■ TASK DETAILS
Rewrite only the records from the very beginning through the line containing "202L117 389L262 295L171", with "wet sand" in place of "dry sand" and everything else left unchanged.
--- Start of INFORMATION SHOWN ---
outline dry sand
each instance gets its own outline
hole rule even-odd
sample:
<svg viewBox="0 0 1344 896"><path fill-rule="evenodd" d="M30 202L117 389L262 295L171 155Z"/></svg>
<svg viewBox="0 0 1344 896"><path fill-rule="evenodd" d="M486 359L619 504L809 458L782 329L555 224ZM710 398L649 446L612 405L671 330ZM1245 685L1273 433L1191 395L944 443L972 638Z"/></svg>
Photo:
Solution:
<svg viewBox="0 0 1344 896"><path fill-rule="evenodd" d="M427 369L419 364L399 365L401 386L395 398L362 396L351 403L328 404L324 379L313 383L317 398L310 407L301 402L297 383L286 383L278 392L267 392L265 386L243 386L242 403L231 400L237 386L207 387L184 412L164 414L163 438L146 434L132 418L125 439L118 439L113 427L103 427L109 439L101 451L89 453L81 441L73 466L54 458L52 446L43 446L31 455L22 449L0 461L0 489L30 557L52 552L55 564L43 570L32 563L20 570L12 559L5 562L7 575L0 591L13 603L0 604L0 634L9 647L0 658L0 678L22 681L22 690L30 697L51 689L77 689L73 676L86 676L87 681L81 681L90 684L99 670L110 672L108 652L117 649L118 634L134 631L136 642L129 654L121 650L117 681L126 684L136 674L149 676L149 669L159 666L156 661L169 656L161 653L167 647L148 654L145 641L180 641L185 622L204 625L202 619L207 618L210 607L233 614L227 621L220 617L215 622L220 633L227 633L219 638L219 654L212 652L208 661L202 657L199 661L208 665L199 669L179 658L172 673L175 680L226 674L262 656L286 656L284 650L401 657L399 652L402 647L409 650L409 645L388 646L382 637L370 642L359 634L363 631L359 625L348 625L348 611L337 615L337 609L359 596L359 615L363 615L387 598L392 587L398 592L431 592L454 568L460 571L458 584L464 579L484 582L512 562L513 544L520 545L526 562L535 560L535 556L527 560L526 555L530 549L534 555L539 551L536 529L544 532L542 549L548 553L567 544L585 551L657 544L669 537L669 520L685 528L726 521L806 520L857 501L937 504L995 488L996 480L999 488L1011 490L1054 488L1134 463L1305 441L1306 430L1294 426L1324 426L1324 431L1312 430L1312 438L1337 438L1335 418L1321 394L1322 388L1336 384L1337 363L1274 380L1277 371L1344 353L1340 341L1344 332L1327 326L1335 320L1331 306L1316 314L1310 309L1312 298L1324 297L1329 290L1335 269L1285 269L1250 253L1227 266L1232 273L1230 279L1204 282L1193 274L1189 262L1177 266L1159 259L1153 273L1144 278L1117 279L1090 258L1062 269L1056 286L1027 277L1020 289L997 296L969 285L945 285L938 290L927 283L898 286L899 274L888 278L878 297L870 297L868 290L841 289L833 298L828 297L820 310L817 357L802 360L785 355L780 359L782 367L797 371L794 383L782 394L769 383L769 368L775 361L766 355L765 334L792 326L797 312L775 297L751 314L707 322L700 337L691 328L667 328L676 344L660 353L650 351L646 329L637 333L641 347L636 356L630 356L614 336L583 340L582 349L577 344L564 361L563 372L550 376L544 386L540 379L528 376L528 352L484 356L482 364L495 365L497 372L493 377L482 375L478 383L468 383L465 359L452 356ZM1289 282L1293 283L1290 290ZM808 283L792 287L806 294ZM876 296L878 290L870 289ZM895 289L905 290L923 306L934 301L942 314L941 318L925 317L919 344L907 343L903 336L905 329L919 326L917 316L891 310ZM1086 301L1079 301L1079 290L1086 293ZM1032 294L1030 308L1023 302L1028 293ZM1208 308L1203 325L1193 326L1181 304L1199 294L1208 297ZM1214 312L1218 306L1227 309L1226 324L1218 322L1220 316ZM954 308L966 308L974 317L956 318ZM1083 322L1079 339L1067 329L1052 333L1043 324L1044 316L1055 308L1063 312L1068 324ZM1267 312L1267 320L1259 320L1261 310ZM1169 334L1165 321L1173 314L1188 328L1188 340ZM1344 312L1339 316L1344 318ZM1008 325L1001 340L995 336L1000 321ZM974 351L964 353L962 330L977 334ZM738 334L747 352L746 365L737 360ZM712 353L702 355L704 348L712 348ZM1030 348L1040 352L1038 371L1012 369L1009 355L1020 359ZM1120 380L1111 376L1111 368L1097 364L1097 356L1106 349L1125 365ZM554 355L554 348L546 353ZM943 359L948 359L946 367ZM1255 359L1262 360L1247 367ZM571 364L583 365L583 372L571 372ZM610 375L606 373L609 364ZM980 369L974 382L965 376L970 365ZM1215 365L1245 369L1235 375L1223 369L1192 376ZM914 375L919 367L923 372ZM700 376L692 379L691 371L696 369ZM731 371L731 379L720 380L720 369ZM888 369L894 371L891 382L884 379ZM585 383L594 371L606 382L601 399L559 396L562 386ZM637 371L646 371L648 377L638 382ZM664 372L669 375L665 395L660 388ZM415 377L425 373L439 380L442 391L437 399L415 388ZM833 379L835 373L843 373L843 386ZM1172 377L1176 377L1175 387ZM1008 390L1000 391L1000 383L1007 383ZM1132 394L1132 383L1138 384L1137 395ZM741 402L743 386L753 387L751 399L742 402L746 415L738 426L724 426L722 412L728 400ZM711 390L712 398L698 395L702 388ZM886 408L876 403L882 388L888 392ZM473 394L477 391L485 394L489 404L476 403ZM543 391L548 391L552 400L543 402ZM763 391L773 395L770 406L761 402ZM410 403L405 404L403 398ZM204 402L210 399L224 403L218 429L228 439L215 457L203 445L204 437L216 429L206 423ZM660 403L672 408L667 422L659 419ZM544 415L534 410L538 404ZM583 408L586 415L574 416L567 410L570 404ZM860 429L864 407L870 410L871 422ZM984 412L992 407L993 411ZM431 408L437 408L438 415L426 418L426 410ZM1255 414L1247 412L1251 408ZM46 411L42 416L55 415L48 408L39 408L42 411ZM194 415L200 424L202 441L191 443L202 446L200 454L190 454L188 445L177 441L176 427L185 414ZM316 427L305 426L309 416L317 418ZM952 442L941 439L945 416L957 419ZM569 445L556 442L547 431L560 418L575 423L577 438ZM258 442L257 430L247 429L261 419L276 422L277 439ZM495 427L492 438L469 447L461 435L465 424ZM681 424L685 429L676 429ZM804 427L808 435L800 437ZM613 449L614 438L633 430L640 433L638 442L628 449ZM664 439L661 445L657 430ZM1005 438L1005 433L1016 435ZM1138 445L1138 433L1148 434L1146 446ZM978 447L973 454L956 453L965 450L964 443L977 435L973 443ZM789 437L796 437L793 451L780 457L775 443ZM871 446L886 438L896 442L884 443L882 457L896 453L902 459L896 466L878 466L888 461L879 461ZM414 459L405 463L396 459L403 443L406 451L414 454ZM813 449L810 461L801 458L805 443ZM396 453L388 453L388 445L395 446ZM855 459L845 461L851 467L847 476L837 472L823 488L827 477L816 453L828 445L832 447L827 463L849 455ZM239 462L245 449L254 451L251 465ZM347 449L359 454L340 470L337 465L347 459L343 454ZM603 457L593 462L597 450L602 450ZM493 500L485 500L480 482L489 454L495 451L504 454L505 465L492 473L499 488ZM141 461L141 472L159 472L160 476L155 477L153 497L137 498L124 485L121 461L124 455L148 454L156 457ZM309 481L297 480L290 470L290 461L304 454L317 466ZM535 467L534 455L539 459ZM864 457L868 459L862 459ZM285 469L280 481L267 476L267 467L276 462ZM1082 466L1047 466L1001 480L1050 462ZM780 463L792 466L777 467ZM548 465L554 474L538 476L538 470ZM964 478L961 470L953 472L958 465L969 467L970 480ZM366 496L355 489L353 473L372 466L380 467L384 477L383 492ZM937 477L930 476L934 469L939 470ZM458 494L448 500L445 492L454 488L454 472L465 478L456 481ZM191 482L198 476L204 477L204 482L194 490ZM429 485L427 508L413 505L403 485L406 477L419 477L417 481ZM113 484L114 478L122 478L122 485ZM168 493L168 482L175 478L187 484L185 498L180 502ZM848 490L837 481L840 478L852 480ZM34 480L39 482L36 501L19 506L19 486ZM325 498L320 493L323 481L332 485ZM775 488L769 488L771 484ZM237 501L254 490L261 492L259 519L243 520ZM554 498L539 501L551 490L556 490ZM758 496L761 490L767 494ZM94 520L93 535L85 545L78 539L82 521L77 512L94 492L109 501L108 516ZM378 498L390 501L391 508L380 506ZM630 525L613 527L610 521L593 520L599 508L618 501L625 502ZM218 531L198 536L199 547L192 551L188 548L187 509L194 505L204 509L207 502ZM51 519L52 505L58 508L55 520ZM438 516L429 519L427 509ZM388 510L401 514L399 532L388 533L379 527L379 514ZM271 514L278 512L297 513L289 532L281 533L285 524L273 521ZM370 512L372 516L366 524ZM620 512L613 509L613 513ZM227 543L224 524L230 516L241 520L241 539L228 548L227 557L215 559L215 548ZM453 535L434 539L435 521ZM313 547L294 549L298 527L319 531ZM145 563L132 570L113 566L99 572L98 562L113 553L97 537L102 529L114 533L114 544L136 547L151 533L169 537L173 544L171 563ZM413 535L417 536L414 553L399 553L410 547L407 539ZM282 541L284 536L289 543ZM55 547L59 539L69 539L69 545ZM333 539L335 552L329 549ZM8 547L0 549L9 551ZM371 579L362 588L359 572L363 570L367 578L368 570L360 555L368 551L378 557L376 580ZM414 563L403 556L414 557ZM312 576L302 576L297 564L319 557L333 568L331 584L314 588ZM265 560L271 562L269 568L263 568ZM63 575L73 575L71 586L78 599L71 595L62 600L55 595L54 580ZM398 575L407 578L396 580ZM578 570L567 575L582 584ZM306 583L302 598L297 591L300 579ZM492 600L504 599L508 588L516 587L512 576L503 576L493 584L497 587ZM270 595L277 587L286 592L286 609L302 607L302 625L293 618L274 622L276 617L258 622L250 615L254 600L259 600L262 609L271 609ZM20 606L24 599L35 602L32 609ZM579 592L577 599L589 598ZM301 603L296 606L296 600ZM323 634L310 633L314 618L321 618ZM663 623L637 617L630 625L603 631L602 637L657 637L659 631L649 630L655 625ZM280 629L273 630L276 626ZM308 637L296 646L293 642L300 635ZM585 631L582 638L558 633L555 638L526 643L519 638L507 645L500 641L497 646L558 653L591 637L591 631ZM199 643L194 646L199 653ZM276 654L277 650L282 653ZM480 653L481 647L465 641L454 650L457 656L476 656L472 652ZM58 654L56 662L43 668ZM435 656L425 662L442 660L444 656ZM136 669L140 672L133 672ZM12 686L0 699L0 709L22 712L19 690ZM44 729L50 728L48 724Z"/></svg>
--- End of INFORMATION SHOWN ---
■ CORRECT RESPONSE
outline wet sand
each instance gets its own outline
hole rule even-odd
sample:
<svg viewBox="0 0 1344 896"><path fill-rule="evenodd" d="M30 202L117 389L262 295L171 155Z"/></svg>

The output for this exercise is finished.